▶ Prompt A
In the Super League XXIV article, at which stadium was the Magic Weekend held?

▶ Provided text
start

Super League XXIV, known as the Betfred Super League XXIV for sponsorship reasons, was the 2019 iteration of and the 24th season of the Super League and 125th season of rugby league in Great Britain. 

Twelve teams competed over 29 rounds, including the Magic Weekend, which took place at Anfield. After the regular rounds, the top five highest teams entered the Super League play-offs, for a place in the Super League Grand Final. The remaining seven teams were eliminated after the main league stage. 

London Broncos were immediately relegated to the Championship after only being promoted last year, but a bad season saw them win just 10 games out of 29. They will be replaced by Toronto Wolfpack.

Wigan Warriors were the defending champions, but they were eliminated from the competition, after suffering back to back defeats in the semi finals. First against St Helens in the Semi final, and eventually losing out to Salford in the preliminary final.

Toronto Wolfpack won the Million Pound Game by beating Featherstone Rovers 24–6 and were promoted to the Super League, for the first time in the club's history.

St. Helens were crowned champions on 12 October, after a 23–6 victory over Salford, saw them claim their first championship in 5 years, and the first team to claim both the League leaders shield and the grand final since Leeds Rhinos in 2015

Format 

Following a vote of RFL clubs in 2018, Super League has implemented a number of changes to the format for Super League XXIV. The Qualifiers were scrapped and the play-offs for the Super League Grand Final changed from a top four to top five play-offs system for the first time for 18 years as it was last used in 2001. For relegation, the Rugby League Super 8s were also scrapped so that the team that finishes bottom of the Super League will be relegated and replaced by the winner of the Championship Grand Final. The Magic Weekend was held on 25 and 26 May at Anfield in Liverpool. Each team will play each other home and away, with an extra game at the Magic Weekend, before a series of 6 "loop" fixtures are played to finish the regular season. 

The Super League game between Catalans Dragons and Wigan Warriors, saw a new record crowd of 31,555 fans, and it was the first game to be played at Barcelona's Camp Nou stadium on 18 May 2019.

Catalan went on to win the match, 33–16, thus ending a 10-game losing streak against Wigan, and their first win over Wigan since 2015.

For the first time in Super League history, the Derby between St Helens and Wigan was not televised, as Sky Sports opted to televise the relegation battle between Leeds and Hull KR.

St Helens won the League Leaders Shield for the second season running on 3 August when Warrington Wolves were beaten 30-10 by Catalans Dragons, thus ensuring that 2nd placed Warrington, 12 points behind with 5 games left, could no longer catch the Saints.

Teams
Super League XXIV featured twelve teams. This is also the fourth year since promotion and relegation was reintroduced into the competition. London Broncos were promoted from the Championship after defeating Toronto Wolfpack in the final Million Pound Game to compete in Super League for the first time since 2014. They also received special dispensation from the RFL to play their home Super League matches at their Trailfinders Sports Ground, which they share with rugby union's Ealing Trailfinders, even though it is smaller than the RFL's minimum seating requirements. London replaced Widnes Vikings who were relegated last season.

end

▶ Data for this task
start

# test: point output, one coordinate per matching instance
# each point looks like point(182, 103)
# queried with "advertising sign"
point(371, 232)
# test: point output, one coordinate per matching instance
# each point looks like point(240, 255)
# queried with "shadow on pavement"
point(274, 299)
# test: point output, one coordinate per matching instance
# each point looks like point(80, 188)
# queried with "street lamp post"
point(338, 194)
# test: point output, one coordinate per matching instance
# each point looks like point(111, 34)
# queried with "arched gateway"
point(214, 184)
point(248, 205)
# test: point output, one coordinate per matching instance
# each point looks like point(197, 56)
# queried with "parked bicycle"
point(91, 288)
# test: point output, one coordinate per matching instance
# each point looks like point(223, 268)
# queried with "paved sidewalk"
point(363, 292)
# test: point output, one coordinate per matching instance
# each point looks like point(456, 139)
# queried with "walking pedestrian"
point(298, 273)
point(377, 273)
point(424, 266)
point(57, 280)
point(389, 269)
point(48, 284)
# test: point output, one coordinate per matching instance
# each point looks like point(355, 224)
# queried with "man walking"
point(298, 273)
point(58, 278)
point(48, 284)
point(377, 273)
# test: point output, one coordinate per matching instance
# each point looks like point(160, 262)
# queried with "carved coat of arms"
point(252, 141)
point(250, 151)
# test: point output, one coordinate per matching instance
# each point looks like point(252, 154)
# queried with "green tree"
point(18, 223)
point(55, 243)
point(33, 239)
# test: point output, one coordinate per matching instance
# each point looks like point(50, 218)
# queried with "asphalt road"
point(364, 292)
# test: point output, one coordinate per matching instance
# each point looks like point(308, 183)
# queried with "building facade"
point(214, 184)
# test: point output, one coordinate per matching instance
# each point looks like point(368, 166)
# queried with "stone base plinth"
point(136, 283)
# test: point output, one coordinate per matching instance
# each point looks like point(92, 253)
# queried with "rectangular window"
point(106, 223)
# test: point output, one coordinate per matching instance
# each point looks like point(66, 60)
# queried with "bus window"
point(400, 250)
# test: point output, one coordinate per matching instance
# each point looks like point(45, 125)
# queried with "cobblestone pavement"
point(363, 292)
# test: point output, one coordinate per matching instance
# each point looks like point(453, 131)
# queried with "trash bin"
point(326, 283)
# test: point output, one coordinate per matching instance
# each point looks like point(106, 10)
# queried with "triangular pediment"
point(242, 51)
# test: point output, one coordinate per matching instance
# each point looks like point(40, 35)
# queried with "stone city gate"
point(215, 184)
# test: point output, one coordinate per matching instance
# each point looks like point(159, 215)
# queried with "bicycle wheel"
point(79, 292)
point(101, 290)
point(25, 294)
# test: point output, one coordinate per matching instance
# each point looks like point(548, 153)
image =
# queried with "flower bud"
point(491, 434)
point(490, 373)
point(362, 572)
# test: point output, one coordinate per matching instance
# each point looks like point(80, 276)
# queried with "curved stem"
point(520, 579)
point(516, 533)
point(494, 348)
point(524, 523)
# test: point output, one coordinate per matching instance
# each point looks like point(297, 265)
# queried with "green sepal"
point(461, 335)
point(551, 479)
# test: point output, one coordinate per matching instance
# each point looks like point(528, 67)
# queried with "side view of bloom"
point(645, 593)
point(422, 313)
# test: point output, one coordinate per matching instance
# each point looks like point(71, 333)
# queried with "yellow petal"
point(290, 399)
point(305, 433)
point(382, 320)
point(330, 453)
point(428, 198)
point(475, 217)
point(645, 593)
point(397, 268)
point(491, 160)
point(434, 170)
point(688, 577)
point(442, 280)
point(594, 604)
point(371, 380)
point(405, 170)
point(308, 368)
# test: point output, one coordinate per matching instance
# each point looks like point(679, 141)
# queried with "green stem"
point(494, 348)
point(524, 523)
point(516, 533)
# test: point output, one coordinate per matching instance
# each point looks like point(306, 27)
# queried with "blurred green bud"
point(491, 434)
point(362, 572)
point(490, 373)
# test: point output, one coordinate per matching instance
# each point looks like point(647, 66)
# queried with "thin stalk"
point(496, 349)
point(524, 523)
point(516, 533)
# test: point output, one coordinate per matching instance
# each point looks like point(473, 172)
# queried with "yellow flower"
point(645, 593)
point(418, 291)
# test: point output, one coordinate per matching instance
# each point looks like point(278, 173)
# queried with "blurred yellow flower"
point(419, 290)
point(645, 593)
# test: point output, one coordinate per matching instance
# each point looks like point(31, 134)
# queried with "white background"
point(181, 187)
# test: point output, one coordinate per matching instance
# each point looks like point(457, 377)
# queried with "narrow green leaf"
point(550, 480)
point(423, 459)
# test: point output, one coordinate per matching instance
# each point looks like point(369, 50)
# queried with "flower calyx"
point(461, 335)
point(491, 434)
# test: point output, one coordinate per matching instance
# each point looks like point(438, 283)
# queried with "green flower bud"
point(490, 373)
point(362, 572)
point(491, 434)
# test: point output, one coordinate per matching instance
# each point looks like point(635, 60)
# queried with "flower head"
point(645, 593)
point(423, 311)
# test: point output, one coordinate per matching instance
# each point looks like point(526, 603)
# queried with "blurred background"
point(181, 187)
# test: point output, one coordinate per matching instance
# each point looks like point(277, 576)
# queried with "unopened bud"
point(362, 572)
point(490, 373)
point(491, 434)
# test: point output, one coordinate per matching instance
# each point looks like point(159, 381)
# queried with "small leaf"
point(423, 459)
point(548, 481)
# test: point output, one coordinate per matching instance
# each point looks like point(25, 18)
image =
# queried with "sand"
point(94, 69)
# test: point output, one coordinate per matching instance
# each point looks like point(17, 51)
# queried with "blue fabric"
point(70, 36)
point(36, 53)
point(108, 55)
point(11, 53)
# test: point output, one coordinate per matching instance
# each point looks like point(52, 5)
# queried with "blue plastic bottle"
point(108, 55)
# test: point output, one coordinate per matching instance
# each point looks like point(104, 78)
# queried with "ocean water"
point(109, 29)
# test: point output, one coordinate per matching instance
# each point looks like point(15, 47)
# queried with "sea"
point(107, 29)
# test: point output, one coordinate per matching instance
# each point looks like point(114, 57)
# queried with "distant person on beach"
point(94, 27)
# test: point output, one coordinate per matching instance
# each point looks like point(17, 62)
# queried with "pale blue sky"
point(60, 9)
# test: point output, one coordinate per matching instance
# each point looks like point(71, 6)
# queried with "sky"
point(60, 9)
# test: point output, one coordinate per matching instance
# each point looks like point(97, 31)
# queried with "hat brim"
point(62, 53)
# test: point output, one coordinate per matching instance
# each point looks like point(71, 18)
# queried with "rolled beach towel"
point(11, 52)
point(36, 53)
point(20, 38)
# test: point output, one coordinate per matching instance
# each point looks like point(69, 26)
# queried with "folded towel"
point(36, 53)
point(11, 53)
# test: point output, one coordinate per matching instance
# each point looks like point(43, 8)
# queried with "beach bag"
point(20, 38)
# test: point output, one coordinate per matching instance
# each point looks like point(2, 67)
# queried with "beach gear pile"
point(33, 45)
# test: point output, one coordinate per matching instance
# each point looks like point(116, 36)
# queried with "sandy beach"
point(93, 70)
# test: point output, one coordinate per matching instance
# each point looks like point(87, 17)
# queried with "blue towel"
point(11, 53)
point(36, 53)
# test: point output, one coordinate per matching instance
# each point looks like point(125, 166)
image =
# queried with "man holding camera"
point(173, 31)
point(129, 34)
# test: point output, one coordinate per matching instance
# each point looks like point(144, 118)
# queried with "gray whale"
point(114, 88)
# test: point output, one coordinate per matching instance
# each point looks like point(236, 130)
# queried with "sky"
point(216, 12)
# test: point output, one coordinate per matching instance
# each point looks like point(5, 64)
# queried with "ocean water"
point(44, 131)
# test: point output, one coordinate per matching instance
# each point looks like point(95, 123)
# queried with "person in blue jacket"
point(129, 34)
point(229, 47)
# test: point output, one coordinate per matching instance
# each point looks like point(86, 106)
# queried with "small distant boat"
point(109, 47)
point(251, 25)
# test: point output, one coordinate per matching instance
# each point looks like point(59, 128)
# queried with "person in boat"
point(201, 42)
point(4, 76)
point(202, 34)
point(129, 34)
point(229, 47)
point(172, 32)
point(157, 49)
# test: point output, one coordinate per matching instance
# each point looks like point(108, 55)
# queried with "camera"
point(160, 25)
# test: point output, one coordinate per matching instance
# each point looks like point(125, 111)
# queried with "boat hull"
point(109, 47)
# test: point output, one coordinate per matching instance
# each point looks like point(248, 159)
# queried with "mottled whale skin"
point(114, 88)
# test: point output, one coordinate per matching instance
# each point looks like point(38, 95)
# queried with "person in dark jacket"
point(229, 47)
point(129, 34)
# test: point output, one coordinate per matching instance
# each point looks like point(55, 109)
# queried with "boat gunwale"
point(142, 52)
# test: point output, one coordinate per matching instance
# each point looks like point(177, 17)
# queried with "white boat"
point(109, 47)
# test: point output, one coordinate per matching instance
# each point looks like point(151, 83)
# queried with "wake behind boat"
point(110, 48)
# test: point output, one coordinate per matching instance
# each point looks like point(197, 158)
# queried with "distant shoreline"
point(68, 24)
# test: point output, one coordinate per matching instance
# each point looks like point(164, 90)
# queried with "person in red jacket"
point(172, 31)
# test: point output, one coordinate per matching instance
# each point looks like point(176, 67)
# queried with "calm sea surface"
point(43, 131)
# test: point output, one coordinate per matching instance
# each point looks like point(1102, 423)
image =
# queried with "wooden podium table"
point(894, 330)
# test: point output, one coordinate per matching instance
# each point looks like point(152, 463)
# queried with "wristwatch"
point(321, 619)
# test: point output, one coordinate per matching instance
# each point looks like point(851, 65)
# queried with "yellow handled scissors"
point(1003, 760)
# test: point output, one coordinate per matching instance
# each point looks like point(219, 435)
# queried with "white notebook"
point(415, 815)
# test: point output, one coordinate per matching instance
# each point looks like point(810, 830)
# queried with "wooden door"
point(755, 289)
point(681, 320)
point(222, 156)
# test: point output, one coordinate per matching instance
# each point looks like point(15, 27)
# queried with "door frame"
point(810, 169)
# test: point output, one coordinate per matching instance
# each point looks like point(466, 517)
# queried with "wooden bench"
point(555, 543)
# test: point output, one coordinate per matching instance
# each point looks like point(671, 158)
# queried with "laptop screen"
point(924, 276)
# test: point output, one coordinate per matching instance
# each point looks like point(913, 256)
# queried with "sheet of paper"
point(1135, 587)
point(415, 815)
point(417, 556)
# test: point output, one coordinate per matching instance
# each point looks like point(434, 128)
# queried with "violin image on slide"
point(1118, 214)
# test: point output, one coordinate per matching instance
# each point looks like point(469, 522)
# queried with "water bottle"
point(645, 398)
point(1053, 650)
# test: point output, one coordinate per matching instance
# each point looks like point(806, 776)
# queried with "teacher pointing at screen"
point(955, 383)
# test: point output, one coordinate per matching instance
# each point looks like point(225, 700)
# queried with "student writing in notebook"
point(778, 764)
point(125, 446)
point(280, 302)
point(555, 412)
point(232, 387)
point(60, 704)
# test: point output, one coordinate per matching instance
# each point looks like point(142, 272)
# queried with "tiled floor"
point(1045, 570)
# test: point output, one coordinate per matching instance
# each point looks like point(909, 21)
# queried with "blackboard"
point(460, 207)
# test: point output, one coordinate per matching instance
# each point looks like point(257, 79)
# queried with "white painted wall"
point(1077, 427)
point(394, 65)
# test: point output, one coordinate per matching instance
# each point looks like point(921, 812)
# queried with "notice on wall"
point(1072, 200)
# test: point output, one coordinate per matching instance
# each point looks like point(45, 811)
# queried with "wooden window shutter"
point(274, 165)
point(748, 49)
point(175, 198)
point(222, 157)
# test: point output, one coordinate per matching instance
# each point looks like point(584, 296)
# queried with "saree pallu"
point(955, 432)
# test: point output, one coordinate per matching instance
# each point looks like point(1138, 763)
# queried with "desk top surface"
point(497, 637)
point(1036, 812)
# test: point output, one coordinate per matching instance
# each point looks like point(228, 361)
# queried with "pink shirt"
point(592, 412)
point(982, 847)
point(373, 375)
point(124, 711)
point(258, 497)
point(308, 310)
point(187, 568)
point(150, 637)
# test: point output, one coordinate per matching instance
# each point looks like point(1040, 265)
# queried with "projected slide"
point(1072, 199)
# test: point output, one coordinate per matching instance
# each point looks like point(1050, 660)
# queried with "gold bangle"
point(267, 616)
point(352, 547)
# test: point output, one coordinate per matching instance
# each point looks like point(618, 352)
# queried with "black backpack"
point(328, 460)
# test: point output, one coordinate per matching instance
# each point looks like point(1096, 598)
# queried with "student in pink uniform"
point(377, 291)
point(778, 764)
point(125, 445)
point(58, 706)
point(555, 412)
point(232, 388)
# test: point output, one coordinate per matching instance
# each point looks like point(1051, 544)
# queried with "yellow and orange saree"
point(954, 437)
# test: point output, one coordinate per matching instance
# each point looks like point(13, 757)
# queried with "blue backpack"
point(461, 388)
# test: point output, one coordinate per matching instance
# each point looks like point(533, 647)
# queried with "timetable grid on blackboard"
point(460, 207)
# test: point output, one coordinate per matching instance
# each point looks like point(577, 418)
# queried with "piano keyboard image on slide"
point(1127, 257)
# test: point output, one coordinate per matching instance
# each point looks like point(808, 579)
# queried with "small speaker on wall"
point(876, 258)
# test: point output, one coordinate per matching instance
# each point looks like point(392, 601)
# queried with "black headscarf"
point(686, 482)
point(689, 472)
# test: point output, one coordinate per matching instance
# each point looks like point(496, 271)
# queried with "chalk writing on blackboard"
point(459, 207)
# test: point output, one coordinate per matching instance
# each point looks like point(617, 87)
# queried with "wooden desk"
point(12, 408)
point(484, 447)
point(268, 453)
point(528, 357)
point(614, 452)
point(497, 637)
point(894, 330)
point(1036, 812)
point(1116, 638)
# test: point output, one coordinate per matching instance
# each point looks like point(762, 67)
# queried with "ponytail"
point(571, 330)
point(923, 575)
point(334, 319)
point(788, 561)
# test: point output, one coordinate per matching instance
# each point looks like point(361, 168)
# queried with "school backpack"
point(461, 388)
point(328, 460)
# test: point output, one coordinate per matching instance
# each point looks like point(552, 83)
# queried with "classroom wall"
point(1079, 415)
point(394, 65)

end

▶ Prompt B
In the entries, switch "street lamp post" to "light pole" across the stretch from the start of the entries through the line containing "point(106, 223)", and return only that stretch with everything else unchanged.

▶ Expected output A
Anfield in Liverpool.

▶ Expected output B
# test: point output, one coordinate per matching instance
# each point looks like point(182, 103)
# queried with "advertising sign"
point(371, 232)
# test: point output, one coordinate per matching instance
# each point looks like point(240, 255)
# queried with "shadow on pavement"
point(274, 299)
# test: point output, one coordinate per matching instance
# each point looks like point(80, 188)
# queried with "light pole"
point(338, 194)
# test: point output, one coordinate per matching instance
# each point looks like point(111, 34)
# queried with "arched gateway"
point(214, 184)
point(248, 205)
# test: point output, one coordinate per matching instance
# each point looks like point(197, 56)
# queried with "parked bicycle"
point(91, 288)
# test: point output, one coordinate per matching instance
# each point looks like point(223, 268)
# queried with "paved sidewalk"
point(363, 292)
# test: point output, one coordinate per matching instance
# each point looks like point(456, 139)
# queried with "walking pedestrian"
point(298, 273)
point(377, 273)
point(424, 266)
point(57, 280)
point(389, 269)
point(48, 284)
# test: point output, one coordinate per matching instance
# each point looks like point(355, 224)
# queried with "man walking"
point(298, 273)
point(58, 278)
point(48, 284)
point(377, 273)
# test: point output, one coordinate per matching instance
# each point looks like point(160, 262)
# queried with "carved coat of arms"
point(252, 141)
point(250, 151)
# test: point output, one coordinate per matching instance
# each point looks like point(252, 154)
# queried with "green tree"
point(18, 223)
point(55, 243)
point(33, 239)
# test: point output, one coordinate per matching instance
# each point looks like point(50, 218)
# queried with "asphalt road"
point(364, 292)
# test: point output, one coordinate per matching instance
# each point looks like point(308, 183)
# queried with "building facade"
point(214, 184)
# test: point output, one coordinate per matching instance
# each point looks like point(368, 166)
# queried with "stone base plinth"
point(136, 283)
# test: point output, one coordinate per matching instance
# each point looks like point(92, 253)
# queried with "rectangular window"
point(106, 223)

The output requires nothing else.